___ Extrait fourni ___
Il est à noter que la loi 21 mars 2024 précitée a défini au niveau de la loi les dispositions relatives à la composition des CLSPD et CISPD, auparavant régies par voie réglementaire. Ce faisant, elle a retiré les présidents de conseil départemental de la liste des membres de droit1(*), la désignation de ces derniers pouvant néanmoins être prescrite en tant que personnes qualifiées.

En outre, les CLSPD et CISPD peuvent constituer en leur sein des groupes de travail et d'échange d'informations à vocation territoriale ou thématique, dans le cadre desquels des informations confidentielles non communicables aux tiers peuvent être échangées, selon des modalités prévues par un règlement intérieur2(*).

Ces groupes peuvent notamment traiter :

- à la demande de l'autorité judiciaire ou de ses membres, des questions relatives à l'exécution des peines et à la prévention de la récidive ;

- à la demande du maire, du représentant de l'État ou de l'autorité judiciaire, des questions relatives aux violences commises à l'encontre des élus.

2. La proposition de loi : un rétablissement bienvenu de la représentation des présidents de conseil départemental en qualité de membres de droit

La présente proposition de loi tend à modifier les articles L.132-4 et L. 132-13 du code de la sécurité intérieure de façon à rétablir les présidents de conseil départemental parmi les membres de droit des CLSPD et CISPD.

2.1 Une mesure cohérente avec les compétences des départements en matière d'action sociale

La loi consacre le rôle des départements en matière de prévention de la délinquance, en lien avec leurs compétences d'action sociale3(*).

L'article L. 132-15 du code de la sécurité intérieure prévoit ainsi expressément que : « Le conseil départemental concourt aux actions de prévention de la délinquance dans le cadre de l'exercice de ses compétences d'action sociale. Il statue sur l'organisation et le financement des services et des actions sanitaires et sociaux qui relèvent de sa compétence, notamment des actions qui concourent à la politique de prévention de la délinquance. »
___ Informations extraites ___
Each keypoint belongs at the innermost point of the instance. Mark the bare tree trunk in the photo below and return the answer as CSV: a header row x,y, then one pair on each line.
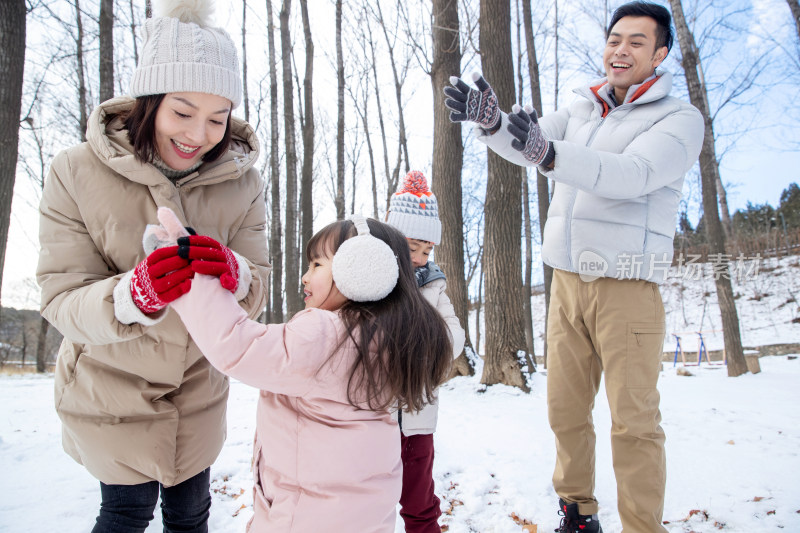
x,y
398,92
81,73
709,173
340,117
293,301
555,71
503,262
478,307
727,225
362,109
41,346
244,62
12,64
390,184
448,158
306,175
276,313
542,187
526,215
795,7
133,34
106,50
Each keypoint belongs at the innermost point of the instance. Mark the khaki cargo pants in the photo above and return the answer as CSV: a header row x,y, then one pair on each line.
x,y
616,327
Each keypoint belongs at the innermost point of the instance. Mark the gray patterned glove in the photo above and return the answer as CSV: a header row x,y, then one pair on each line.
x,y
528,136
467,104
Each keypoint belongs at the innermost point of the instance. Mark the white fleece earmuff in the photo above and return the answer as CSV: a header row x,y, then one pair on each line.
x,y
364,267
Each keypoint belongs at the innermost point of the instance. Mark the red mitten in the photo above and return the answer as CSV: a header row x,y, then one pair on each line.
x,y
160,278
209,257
___
___ Informations extraites ___
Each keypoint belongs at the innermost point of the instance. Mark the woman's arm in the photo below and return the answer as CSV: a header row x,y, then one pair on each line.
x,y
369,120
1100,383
___
Travail demandé:
1. Répondez à ces questions sur l'extrait consacré aux CLSPD et CISPD :
(a) Quelle loi a défini au niveau de la loi la composition des CLSPD et CISPD ?
(b) Selon quelles modalités des informations confidentielles peuvent-elles être échangées au sein des groupes de travail ?
(c) Quels articles du code de la sécurité intérieure la proposition de loi tend-elle à modifier ?
2. Dans l'extrait consacré aux CLSPD et CISPD, recopiez à l'identique le passage qui commence par « - à la demande de » et se termine par « compétences d'action sociale3(*). ».
3. Prolongez l'extrait consacré aux CLSPD et CISPD à partir de sa dernière phrase.

Réponses par consigne:
1.
(a) La loi du 21 mars 2024.
(b) Selon des modalités prévues par un règlement intérieur.
(c) Les articles L. 132-4 et L. 132-13.

2.
- à la demande de l'autorité judiciaire ou de ses membres, des questions relatives à l'exécution des peines et à la prévention de la récidive ;

- à la demande du maire, du représentant de l'État ou de l'autorité judiciaire, des questions relatives aux violences commises à l'encontre des élus.

2. La proposition de loi : un rétablissement bienvenu de la représentation des présidents de conseil départemental en qualité de membres de droit

La présente proposition de loi tend à modifier les articles L.132-4 et L. 132-13 du code de la sécurité intérieure de façon à rétablir les présidents de conseil départemental parmi les membres de droit des CLSPD et CISPD.

2.1 Une mesure cohérente avec les compétences des départements en matière d'action sociale

La loi consacre le rôle des départements en matière de prévention de la délinquance, en lien avec leurs compétences d'action sociale3(*).

3.
Pour la mise en oeuvre des actions de prévention de la délinquance dans les communes et EPCI dans le cadre des CLSPD et CISPD, le même article prévoit que : « le département détermine les territoires prioritaires, les moyens communaux et départementaux engagés et leur mode de coordination, l'organisation du suivi et de l'évaluation des actions mises en oeuvre ».

Dès lors que la loi leur impose de concourir au fonctionnement de ces instances, il paraît incohérent qu'elle ne les désigne pas comme membres de droit.

Il peut également être relevé que l'article L. 121-2 du code de la sécurité intérieure prévoit spécifiquement que « dans les quartiers prioritaires de la politique de la ville et dans les lieux où se manifestent des risques d'inadaptation sociale, le département participe aux actions visant à prévenir la marginalisation et à faciliter l'insertion ou la promotion sociale des jeunes et des familles », qui peuvent notamment prendre la forme d'« actions de prévention de la délinquance ».

Les travaux conduits par le rapporteur ont pleinement illustré le rôle précieux que les départements ont pu jouer au sein des CLSPD et CISPD. Plusieurs pans de l'action des départements y contribuent.

En premier lieu, l'aide sociale à l'enfance permet d'agir sur la prévention précoce.

Plusieurs CLSPD, à l'instar de ceux des communes de Vernon ou de Montpellier, dont le maire et l'adjoint au maire ont respectivement été auditionnés par le rapporteur, mènent des actions spécifiques concernant la prévention de la prostitution de mineurs, phénomène lié à la criminalité organisée qui monte en puissance dans de nombreux territoires. Le conseil départemental de Seine-et-Marne, également interrogé par le rapporteur, a noué un partenariat en la matière avec l'association Amicale du nid, en lien avec les juridictions et la DTPJJ.

Les services de l'ASE sont également parties prenantes de la cellule de suivi des mineurs primo-délinquants mise en place dans le cadre du CLSPD de Nanterre ou encore de la cellule de « veille éducative » mise en place dans le cadre du CLSPD de Suresnes, cités en exemple par le secrétariat général du CPIDR (SG-CIPDR).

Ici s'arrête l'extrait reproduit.